Please write out the lines starting with the line with "Target: blue necktie" and going on through the line with "x=215 y=421", with "necktie" replaced by "tie" and nothing else changed. Give back only those lines.

━━━━━━━━━━━━━━━━━━━━

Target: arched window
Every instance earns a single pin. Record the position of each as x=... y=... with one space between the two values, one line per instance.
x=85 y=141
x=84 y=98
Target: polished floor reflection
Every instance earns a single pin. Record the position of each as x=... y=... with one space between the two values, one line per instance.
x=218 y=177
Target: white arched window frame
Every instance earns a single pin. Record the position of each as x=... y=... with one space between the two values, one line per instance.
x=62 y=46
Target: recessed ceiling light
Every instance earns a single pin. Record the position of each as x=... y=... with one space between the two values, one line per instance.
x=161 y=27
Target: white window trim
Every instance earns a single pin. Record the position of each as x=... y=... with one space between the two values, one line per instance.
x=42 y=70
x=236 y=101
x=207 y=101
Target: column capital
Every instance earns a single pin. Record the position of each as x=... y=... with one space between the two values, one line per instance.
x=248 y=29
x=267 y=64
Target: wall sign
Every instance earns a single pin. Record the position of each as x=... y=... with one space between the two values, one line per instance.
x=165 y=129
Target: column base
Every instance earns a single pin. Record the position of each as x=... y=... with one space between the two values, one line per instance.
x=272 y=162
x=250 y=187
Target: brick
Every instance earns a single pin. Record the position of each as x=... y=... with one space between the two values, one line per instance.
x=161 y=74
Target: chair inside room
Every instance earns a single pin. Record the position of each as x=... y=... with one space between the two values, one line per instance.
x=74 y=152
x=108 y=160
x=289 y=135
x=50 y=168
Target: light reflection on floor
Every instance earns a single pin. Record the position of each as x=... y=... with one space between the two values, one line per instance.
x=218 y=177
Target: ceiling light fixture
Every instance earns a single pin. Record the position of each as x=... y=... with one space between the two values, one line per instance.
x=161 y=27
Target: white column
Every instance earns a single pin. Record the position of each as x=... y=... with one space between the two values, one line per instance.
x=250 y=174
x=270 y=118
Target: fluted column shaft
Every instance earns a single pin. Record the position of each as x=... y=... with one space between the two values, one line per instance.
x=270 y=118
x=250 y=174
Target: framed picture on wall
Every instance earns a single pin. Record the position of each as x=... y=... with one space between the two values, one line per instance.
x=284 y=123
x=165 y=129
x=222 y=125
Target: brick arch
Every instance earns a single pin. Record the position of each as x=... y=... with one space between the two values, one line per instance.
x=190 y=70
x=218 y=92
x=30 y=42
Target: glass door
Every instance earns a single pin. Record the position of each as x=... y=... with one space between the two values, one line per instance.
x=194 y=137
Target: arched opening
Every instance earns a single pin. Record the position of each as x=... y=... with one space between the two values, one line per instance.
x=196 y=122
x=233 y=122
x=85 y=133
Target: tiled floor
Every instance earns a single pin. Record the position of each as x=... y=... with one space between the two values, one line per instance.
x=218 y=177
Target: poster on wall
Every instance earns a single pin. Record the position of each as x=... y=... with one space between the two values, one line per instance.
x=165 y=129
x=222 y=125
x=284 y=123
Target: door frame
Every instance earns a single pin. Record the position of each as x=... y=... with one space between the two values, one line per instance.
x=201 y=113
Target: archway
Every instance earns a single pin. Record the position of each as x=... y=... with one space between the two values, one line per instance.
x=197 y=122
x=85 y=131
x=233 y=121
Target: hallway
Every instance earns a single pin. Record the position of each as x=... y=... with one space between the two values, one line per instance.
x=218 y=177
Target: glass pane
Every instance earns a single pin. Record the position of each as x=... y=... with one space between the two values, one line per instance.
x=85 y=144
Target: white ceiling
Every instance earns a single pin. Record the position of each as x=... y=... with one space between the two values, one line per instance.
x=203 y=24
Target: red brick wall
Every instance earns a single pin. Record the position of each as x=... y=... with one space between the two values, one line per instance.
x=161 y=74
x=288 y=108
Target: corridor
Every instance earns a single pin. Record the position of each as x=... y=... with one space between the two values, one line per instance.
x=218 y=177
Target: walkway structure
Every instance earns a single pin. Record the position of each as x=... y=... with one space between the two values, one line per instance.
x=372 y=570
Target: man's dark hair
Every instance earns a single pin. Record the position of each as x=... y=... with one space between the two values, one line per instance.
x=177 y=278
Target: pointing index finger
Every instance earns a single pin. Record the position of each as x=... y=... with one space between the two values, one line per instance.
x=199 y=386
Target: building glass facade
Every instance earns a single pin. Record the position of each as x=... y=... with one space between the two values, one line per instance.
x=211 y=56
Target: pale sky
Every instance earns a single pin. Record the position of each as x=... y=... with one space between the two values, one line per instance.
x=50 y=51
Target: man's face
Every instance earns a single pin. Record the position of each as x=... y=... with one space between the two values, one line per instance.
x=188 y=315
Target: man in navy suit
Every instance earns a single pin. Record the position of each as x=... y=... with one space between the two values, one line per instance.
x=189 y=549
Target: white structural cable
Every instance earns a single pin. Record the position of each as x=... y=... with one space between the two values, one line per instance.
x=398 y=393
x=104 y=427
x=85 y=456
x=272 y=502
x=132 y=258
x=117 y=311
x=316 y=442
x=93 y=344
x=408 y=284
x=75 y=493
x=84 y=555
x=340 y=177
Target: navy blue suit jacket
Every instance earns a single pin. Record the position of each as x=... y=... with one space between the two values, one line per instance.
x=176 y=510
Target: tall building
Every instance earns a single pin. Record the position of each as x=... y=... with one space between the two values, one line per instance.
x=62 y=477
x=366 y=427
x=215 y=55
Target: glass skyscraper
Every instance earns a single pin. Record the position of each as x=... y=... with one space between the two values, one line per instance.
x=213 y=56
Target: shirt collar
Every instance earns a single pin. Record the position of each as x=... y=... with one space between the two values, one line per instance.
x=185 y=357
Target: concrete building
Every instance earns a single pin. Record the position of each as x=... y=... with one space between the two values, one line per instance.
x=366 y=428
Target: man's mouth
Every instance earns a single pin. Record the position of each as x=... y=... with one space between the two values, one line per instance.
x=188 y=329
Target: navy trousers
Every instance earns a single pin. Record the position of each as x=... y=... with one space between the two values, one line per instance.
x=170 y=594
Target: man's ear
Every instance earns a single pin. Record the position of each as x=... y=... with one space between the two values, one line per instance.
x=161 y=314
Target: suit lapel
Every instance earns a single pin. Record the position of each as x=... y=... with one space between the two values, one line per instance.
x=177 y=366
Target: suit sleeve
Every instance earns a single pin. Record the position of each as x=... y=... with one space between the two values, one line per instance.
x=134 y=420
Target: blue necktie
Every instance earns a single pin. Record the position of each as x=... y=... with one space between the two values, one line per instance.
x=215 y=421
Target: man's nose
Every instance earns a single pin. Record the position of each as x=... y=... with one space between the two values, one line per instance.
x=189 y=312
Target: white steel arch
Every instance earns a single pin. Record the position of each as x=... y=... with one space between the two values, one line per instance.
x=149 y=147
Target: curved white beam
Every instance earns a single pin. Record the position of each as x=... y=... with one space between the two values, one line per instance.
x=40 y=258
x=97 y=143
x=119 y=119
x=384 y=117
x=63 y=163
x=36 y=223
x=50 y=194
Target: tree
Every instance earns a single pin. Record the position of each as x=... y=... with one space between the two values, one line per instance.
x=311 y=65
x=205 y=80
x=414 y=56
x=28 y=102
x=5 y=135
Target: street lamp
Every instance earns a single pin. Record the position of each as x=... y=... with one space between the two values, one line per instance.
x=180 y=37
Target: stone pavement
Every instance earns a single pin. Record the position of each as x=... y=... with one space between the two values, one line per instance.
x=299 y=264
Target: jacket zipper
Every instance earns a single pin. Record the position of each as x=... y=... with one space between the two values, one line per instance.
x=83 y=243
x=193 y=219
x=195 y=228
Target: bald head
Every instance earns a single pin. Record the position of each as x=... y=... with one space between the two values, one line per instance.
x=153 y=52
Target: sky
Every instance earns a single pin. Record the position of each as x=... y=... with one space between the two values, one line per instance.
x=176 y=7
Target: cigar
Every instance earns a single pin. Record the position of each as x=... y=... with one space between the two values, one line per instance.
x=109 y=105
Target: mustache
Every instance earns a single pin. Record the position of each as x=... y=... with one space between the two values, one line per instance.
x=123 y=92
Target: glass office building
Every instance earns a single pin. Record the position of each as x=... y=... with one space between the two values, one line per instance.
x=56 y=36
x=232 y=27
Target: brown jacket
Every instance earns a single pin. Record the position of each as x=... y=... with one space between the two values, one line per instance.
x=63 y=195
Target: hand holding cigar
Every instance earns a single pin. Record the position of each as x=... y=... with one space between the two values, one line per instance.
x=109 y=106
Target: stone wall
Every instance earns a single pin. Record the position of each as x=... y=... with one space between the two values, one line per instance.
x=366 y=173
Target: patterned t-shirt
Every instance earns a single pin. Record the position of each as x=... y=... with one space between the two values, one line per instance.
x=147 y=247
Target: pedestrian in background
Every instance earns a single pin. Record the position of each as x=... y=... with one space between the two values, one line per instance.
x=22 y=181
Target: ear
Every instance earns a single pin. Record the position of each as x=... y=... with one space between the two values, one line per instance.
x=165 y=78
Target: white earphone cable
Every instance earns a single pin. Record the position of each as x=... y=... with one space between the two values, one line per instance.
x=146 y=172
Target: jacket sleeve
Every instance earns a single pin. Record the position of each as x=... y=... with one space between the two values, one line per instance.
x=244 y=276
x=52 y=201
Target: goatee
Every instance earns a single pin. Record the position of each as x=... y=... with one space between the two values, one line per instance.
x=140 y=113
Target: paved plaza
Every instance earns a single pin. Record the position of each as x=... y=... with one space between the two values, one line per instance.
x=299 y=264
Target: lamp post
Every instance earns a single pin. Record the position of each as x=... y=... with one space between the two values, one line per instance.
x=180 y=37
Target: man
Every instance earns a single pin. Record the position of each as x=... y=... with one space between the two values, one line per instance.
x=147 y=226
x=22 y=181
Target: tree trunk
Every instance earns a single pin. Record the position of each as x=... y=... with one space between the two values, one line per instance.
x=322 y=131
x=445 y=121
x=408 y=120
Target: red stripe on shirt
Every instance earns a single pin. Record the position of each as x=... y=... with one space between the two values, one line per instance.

━━━━━━━━━━━━━━━━━━━━

_Output for this task:_
Target: blue tie
Every instance earns a single pin. Record the position of each as x=... y=... with one space between the two values, one line per instance.
x=215 y=421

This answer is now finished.